Goal — Copy the records below verbatim, from the line containing "Can you find the hazy" up to and including the line containing "pixel 405 856".

Material for the task —
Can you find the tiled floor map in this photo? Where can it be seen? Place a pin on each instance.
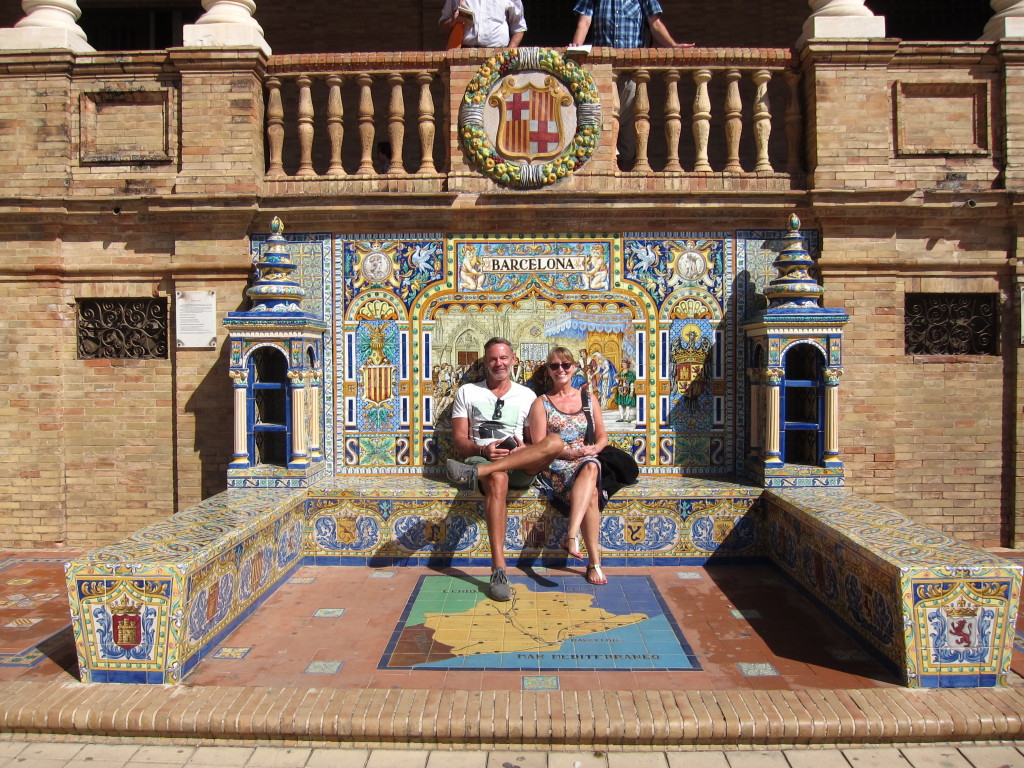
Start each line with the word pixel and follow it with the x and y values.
pixel 561 623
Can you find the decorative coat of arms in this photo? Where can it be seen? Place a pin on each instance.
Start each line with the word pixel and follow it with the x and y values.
pixel 517 122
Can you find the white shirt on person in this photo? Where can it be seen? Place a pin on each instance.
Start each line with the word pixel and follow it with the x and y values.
pixel 476 402
pixel 494 22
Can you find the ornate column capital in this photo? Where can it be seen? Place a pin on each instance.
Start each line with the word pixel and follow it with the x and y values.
pixel 47 24
pixel 1008 20
pixel 842 19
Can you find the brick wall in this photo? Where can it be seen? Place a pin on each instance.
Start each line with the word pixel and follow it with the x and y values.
pixel 921 434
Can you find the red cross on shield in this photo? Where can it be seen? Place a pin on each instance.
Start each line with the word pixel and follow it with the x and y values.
pixel 530 119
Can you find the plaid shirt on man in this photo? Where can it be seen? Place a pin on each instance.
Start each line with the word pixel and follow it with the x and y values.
pixel 619 24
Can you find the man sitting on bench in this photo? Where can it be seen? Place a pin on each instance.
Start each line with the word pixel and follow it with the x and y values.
pixel 487 422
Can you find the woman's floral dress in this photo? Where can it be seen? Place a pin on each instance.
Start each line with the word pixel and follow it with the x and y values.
pixel 558 478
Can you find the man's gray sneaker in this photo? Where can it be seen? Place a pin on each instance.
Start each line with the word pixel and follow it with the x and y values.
pixel 500 589
pixel 463 475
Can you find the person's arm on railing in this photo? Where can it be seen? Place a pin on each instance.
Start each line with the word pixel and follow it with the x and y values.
pixel 583 27
pixel 662 34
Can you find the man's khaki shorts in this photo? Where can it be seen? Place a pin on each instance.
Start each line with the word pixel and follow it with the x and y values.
pixel 517 478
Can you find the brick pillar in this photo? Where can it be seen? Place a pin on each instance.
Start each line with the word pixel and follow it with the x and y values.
pixel 1012 54
pixel 1017 531
pixel 847 85
pixel 221 121
pixel 36 135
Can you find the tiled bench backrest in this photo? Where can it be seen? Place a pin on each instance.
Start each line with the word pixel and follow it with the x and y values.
pixel 412 519
pixel 943 612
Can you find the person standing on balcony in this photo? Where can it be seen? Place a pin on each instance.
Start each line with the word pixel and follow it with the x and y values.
pixel 487 423
pixel 624 24
pixel 487 24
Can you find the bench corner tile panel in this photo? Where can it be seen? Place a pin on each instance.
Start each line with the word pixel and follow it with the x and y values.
pixel 940 611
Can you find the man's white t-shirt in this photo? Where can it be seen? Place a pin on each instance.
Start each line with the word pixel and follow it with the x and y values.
pixel 476 402
pixel 494 22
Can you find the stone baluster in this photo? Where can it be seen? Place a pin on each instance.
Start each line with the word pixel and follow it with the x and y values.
pixel 305 126
pixel 841 19
pixel 794 123
pixel 641 115
pixel 366 123
pixel 226 24
pixel 396 121
pixel 673 121
pixel 1008 22
pixel 733 121
pixel 426 123
pixel 47 24
pixel 701 120
pixel 274 127
pixel 762 121
pixel 335 124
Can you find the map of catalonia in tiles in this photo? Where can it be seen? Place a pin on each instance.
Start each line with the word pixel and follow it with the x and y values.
pixel 557 623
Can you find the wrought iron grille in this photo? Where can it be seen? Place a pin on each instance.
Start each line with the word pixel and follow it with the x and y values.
pixel 132 329
pixel 951 324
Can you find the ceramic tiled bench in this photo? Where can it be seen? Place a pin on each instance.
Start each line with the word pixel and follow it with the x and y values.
pixel 940 611
pixel 152 606
pixel 413 519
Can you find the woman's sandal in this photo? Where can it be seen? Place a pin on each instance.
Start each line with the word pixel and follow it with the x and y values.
pixel 574 549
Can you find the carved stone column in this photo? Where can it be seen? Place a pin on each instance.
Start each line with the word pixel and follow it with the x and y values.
pixel 772 416
pixel 226 24
pixel 842 19
pixel 241 455
pixel 1008 22
pixel 300 457
pixel 832 415
pixel 47 24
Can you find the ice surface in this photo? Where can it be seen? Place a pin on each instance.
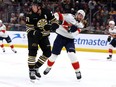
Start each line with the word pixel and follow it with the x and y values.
pixel 96 70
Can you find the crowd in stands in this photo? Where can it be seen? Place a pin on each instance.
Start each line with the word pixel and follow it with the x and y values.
pixel 98 12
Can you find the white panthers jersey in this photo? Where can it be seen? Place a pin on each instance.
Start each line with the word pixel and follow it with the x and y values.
pixel 68 20
pixel 3 31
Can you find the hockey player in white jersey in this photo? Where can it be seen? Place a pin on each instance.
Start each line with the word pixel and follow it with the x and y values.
pixel 4 35
pixel 111 38
pixel 70 27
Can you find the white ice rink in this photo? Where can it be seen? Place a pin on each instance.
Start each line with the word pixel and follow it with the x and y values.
pixel 96 70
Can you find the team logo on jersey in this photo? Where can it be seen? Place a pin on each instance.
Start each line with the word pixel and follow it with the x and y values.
pixel 41 23
pixel 16 36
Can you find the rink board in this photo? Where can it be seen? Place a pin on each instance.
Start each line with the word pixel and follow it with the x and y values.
pixel 83 42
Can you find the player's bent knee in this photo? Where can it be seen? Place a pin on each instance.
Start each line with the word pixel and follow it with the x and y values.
pixel 32 52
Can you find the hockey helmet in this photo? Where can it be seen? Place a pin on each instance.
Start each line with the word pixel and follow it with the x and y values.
pixel 37 2
pixel 0 21
pixel 112 22
pixel 81 12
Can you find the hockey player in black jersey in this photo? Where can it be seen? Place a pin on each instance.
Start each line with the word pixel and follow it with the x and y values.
pixel 39 22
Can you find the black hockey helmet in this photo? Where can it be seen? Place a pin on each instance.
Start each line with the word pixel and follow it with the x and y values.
pixel 37 2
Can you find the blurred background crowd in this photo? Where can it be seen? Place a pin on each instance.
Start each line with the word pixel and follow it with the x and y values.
pixel 98 12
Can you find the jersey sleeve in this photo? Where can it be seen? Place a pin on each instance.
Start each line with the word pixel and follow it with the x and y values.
pixel 70 19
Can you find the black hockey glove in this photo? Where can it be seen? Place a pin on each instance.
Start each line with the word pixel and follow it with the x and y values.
pixel 109 38
pixel 54 26
pixel 47 27
pixel 73 28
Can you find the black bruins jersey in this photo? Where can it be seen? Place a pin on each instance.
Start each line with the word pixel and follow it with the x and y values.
pixel 35 21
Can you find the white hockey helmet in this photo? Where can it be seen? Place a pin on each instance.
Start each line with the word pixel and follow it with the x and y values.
pixel 81 12
pixel 112 22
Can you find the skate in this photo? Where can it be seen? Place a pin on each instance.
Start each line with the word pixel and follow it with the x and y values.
pixel 78 75
pixel 37 73
pixel 32 75
pixel 109 58
pixel 47 70
pixel 14 50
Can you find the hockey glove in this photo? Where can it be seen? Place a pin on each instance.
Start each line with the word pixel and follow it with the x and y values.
pixel 47 27
pixel 109 38
pixel 74 29
pixel 54 26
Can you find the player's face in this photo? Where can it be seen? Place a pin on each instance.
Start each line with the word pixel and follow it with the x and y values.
pixel 79 17
pixel 34 8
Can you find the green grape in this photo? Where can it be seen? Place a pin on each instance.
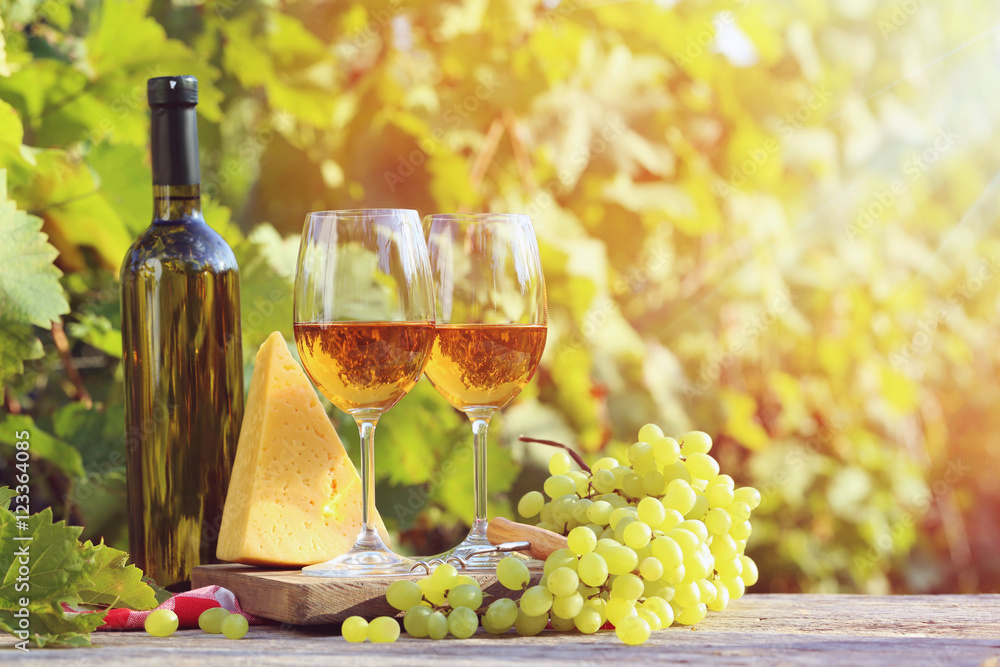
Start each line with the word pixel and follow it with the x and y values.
pixel 651 568
pixel 605 463
pixel 466 595
pixel 698 510
pixel 432 590
pixel 729 568
pixel 500 616
pixel 600 512
pixel 560 463
pixel 696 442
pixel 741 531
pixel 580 508
pixel 211 620
pixel 650 432
pixel 530 504
pixel 653 483
pixel 721 600
pixel 415 620
pixel 687 594
pixel 560 558
pixel 748 495
pixel 588 621
pixel 627 586
pixel 512 573
pixel 736 587
pixel 696 527
pixel 621 513
pixel 740 511
pixel 567 606
pixel 437 625
pixel 633 630
pixel 536 601
pixel 651 618
pixel 692 615
pixel 708 591
pixel 383 630
pixel 687 540
pixel 444 576
pixel 560 624
pixel 637 535
pixel 632 486
pixel 563 581
pixel 162 623
pixel 679 496
pixel 462 622
pixel 672 518
pixel 354 629
pixel 676 470
pixel 661 608
pixel 639 453
pixel 559 485
pixel 718 521
pixel 592 569
pixel 618 609
pixel 529 626
pixel 668 552
pixel 581 540
pixel 403 594
pixel 724 547
pixel 234 627
pixel 604 481
pixel 749 574
pixel 666 451
pixel 651 511
pixel 718 495
pixel 621 559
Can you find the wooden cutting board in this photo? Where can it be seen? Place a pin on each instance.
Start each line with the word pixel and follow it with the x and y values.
pixel 288 596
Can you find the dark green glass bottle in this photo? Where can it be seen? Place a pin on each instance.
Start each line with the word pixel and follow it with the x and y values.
pixel 182 356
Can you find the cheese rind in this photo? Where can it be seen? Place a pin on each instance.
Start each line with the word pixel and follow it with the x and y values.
pixel 290 466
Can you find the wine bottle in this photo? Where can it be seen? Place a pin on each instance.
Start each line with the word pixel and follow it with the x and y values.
pixel 182 355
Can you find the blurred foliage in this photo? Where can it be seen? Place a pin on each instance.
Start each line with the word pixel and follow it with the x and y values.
pixel 768 220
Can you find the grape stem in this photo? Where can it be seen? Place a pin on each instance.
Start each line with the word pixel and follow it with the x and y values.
pixel 552 443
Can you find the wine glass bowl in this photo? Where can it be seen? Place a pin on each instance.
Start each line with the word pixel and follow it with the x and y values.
pixel 364 327
pixel 491 324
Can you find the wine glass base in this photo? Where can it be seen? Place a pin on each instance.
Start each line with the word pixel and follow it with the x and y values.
pixel 361 563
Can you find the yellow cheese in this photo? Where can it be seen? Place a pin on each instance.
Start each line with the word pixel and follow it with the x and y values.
pixel 295 496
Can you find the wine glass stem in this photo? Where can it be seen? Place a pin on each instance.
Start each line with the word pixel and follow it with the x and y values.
pixel 366 426
pixel 480 427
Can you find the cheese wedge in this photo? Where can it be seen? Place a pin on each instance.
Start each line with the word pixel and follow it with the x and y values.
pixel 295 496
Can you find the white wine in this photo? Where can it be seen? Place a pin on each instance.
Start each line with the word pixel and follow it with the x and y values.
pixel 182 356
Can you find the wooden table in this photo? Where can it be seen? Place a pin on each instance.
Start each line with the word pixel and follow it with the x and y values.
pixel 757 630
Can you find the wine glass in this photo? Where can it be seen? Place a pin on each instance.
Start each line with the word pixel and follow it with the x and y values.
pixel 364 327
pixel 491 324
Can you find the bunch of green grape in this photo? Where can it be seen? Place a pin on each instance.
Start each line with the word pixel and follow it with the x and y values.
pixel 443 603
pixel 657 541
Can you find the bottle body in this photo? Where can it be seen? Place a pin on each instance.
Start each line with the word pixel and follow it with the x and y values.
pixel 182 356
pixel 183 374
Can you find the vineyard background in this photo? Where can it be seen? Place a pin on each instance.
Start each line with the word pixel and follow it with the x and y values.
pixel 773 221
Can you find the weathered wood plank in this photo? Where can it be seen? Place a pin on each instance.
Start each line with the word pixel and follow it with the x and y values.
pixel 808 630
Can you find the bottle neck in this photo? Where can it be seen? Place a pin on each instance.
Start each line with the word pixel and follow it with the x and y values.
pixel 176 171
pixel 174 203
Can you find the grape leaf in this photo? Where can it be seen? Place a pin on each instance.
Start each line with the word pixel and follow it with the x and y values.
pixel 111 581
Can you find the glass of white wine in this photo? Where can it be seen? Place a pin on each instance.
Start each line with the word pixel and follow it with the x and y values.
pixel 364 327
pixel 491 324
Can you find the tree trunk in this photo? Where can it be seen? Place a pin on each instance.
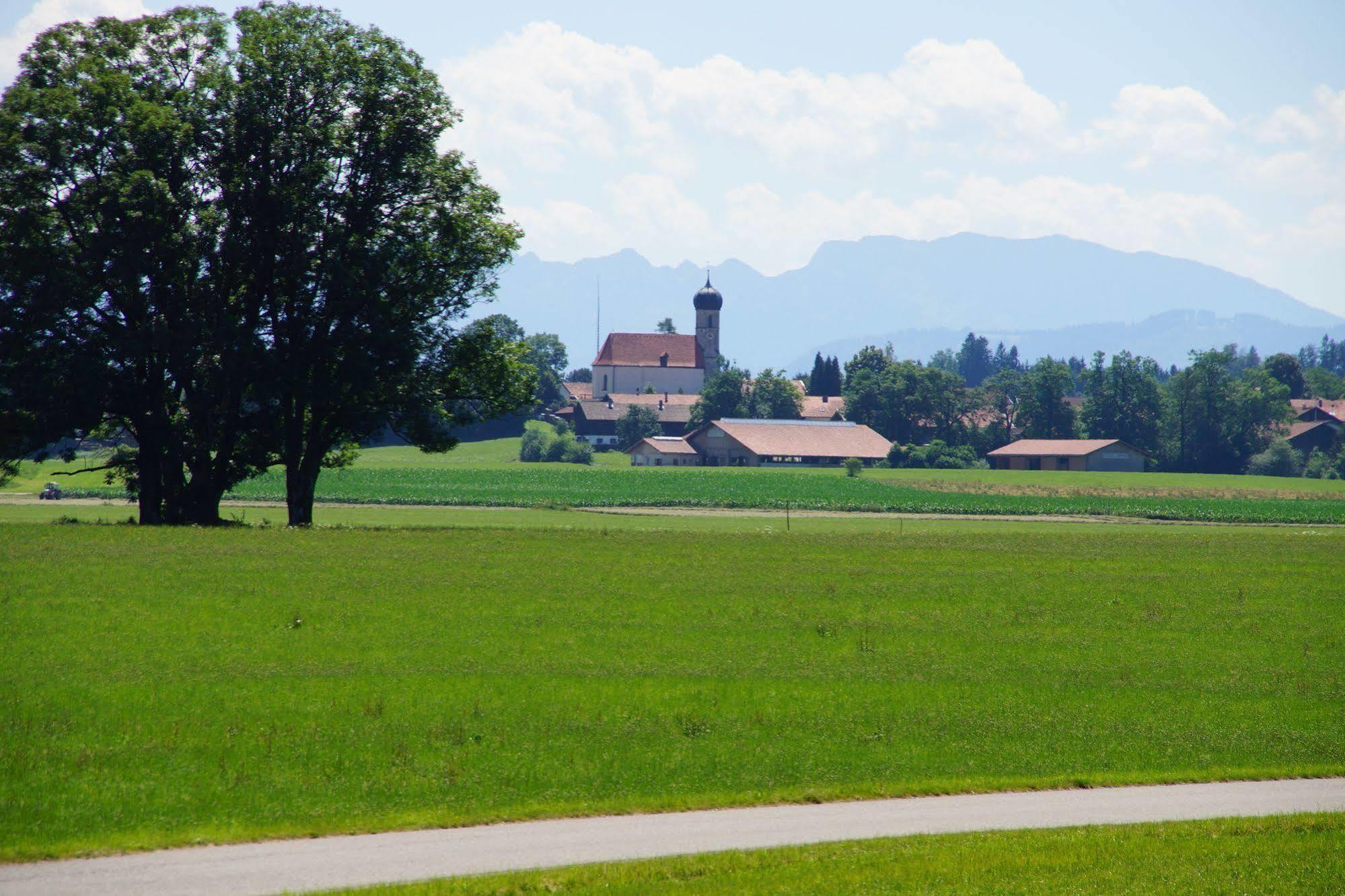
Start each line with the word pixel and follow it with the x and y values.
pixel 149 488
pixel 300 485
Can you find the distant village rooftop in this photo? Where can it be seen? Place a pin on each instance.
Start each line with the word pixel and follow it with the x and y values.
pixel 1106 455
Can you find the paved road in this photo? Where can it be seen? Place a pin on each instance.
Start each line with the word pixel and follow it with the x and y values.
pixel 374 859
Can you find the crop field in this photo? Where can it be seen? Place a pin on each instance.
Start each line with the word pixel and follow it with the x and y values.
pixel 1278 855
pixel 242 683
pixel 526 486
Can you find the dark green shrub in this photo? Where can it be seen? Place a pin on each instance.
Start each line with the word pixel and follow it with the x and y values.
pixel 579 453
pixel 534 442
pixel 1278 461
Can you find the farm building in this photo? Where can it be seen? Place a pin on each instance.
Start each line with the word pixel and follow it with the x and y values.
pixel 1112 455
pixel 1312 410
pixel 790 443
pixel 595 422
pixel 1315 434
pixel 824 408
pixel 663 451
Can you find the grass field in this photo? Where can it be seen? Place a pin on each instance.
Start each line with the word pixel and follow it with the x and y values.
pixel 237 684
pixel 488 474
pixel 1280 855
pixel 538 486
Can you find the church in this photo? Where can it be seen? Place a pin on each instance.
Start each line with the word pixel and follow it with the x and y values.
pixel 662 363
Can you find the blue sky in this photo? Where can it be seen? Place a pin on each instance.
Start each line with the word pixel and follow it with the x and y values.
pixel 1211 131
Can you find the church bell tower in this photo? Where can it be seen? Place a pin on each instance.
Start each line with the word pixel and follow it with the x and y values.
pixel 708 303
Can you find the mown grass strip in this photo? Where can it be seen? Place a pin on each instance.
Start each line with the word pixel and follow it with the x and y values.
pixel 758 489
pixel 237 684
pixel 1280 855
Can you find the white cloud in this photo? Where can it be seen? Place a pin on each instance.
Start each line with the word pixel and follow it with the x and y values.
pixel 545 94
pixel 775 233
pixel 1323 123
pixel 1167 123
pixel 50 13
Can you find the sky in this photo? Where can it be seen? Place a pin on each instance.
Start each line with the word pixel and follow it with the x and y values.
pixel 756 131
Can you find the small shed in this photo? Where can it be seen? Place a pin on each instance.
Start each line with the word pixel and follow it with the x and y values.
pixel 1106 455
pixel 737 442
pixel 662 451
pixel 1320 434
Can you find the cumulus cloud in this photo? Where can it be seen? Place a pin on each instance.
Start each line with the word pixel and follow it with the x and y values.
pixel 775 233
pixel 1152 122
pixel 1320 123
pixel 545 92
pixel 50 13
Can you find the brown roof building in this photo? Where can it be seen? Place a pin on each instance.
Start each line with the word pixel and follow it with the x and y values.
pixel 1110 455
pixel 663 451
pixel 762 443
pixel 595 422
pixel 1320 433
pixel 824 408
pixel 577 391
pixel 1309 410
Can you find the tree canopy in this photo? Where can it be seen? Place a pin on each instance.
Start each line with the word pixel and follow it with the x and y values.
pixel 237 243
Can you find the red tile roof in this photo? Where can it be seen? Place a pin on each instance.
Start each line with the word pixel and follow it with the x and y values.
pixel 817 410
pixel 599 411
pixel 651 399
pixel 579 389
pixel 666 446
pixel 647 350
pixel 1299 428
pixel 1056 447
pixel 1334 407
pixel 805 438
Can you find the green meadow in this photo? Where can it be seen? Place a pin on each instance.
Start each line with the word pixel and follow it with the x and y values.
pixel 1280 855
pixel 175 687
pixel 488 474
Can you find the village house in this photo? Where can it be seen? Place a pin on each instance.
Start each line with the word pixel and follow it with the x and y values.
pixel 1319 423
pixel 595 422
pixel 1110 455
pixel 786 443
pixel 663 451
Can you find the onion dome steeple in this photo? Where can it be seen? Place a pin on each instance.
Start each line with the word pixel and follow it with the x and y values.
pixel 708 298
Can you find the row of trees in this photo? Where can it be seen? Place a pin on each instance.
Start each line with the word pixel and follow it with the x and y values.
pixel 826 377
pixel 1212 416
pixel 234 244
pixel 735 392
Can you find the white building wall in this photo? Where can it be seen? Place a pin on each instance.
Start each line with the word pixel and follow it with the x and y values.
pixel 670 380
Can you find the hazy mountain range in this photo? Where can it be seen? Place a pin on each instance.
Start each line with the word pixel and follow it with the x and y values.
pixel 1052 295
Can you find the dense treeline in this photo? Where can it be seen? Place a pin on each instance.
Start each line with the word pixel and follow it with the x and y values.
pixel 1226 412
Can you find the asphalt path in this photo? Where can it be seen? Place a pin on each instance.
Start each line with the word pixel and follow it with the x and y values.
pixel 405 856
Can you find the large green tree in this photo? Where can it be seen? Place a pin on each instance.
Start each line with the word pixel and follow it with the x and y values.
pixel 1215 420
pixel 907 402
pixel 1122 400
pixel 1043 411
pixel 637 423
pixel 1288 372
pixel 775 398
pixel 121 303
pixel 724 395
pixel 238 244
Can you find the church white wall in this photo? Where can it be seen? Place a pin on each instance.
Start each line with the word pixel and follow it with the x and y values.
pixel 671 380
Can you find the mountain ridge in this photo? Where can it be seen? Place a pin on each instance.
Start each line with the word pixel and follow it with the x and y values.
pixel 898 287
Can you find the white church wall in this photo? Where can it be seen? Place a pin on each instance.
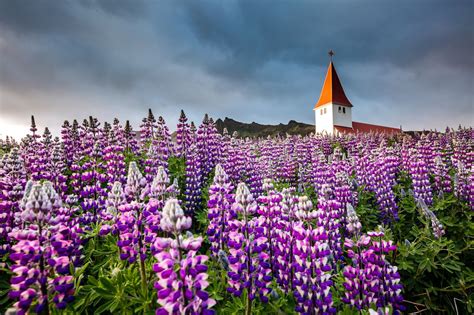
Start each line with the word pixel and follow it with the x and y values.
pixel 342 115
pixel 324 119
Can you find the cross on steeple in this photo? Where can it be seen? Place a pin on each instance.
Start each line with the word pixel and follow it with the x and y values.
pixel 331 53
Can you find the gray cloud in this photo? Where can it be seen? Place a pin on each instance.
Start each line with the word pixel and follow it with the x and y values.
pixel 408 63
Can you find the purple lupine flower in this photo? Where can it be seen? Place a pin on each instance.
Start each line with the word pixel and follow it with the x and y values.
pixel 437 227
pixel 193 182
pixel 312 278
pixel 183 136
pixel 420 176
pixel 370 279
pixel 182 277
pixel 46 244
pixel 329 216
pixel 219 210
pixel 248 259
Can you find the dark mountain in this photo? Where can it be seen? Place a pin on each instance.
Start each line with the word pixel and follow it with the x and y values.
pixel 258 130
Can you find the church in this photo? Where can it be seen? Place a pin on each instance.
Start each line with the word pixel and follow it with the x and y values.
pixel 333 111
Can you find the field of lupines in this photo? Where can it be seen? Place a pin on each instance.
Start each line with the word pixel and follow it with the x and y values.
pixel 107 220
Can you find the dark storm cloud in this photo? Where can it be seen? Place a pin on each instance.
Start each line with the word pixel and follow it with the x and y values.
pixel 401 63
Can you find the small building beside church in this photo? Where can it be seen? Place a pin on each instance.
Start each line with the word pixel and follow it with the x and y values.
pixel 333 111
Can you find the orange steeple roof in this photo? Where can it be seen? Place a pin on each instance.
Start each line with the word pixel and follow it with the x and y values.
pixel 332 91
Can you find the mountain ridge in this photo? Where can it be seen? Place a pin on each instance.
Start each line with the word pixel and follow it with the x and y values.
pixel 254 129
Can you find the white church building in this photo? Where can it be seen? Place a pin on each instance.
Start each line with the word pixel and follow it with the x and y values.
pixel 333 111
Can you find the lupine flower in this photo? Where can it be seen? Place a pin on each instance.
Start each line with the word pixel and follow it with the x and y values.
pixel 437 227
pixel 219 210
pixel 182 277
pixel 248 259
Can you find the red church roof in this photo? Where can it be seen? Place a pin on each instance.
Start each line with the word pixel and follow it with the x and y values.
pixel 332 90
pixel 358 127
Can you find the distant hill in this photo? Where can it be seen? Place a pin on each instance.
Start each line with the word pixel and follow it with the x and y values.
pixel 258 130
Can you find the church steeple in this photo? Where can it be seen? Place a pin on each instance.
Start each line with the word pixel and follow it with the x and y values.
pixel 332 91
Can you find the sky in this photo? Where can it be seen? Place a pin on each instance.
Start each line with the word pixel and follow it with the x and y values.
pixel 408 63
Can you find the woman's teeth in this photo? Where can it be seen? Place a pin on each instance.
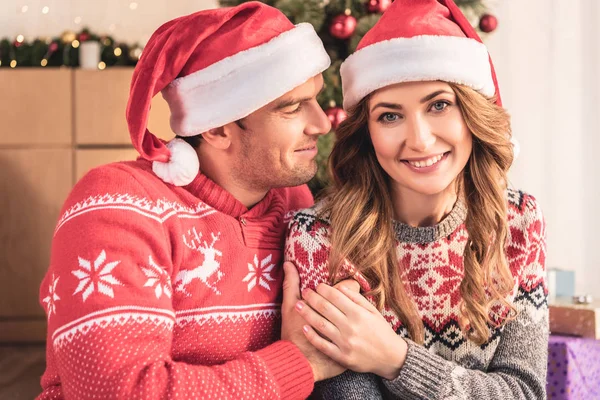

The completed task —
Can you find the hazy mountain range in this photo? Where can it be seen? Place a pin on each instance.
Start each line with the word pixel and follow it with the x and y values.
pixel 1052 295
Can you find the dense treeline in this photo? Where can it be seen? Place a pin on each instance.
Start each line with the word pixel and follow it with the x and y values.
pixel 1226 412
Can you find the asphalt path in this photo? Where can it be seen? Place a pin on each instance.
Start each line with the word pixel and follow it with the x and y values.
pixel 405 856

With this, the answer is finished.